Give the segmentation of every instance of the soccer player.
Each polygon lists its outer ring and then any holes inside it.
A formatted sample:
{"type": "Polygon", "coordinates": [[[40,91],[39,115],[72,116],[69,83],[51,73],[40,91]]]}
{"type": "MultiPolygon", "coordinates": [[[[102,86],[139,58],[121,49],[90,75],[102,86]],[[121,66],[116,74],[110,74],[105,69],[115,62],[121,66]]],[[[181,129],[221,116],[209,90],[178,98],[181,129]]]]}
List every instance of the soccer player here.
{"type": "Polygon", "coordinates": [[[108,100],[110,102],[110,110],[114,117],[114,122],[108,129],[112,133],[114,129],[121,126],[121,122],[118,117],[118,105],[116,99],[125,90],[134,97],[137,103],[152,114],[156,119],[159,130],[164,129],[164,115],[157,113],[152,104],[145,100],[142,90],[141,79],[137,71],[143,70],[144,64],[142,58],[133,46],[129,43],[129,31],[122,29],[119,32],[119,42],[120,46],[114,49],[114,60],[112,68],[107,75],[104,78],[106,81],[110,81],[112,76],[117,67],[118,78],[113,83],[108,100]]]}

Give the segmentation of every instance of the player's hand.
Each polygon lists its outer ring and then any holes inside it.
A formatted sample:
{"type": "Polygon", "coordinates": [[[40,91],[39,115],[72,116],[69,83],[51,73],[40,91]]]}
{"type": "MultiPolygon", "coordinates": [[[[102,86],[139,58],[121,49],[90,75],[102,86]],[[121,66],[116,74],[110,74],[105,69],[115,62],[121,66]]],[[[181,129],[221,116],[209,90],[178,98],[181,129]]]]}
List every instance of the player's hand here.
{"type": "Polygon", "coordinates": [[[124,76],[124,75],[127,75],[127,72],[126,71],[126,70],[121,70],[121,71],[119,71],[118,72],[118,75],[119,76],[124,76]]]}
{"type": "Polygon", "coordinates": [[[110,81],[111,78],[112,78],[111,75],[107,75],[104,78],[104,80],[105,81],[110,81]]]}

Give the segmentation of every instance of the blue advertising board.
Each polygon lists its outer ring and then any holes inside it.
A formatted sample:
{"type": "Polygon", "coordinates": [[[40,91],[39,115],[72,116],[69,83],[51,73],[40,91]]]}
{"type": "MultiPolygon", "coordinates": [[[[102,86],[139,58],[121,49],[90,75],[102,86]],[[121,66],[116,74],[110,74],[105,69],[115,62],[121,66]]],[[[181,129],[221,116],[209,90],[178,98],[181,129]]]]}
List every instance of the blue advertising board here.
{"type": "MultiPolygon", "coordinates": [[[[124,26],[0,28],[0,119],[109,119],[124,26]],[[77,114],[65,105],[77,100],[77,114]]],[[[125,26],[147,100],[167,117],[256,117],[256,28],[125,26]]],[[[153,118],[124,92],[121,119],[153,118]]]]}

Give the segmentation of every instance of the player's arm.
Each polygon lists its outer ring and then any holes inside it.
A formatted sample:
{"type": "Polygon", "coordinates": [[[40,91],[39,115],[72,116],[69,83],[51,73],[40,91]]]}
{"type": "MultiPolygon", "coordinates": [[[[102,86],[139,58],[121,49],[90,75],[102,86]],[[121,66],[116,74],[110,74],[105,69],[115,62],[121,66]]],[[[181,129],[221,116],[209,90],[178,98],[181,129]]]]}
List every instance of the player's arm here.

* **WHAT TO DO**: Copy the material verbatim, starting at the line containing "Give the segmentation of every instance of the player's arm." and continuing through the last line of the material, with both ends included.

* **SOLUTION BELOW**:
Give the segmentation of every instance of the player's arm.
Each polygon lists its outer ring and then any holes inside it.
A formatted sample:
{"type": "Polygon", "coordinates": [[[40,91],[39,115],[72,116],[69,83],[51,73],[40,91]]]}
{"type": "MultiPolygon", "coordinates": [[[[102,86],[139,58],[121,49],[90,75],[102,86]],[[121,66],[116,74],[110,74],[105,69],[115,62],[121,66]]],[[[181,129],[221,116],[209,90],[178,98],[181,129]]]]}
List every instance of the player's arm here.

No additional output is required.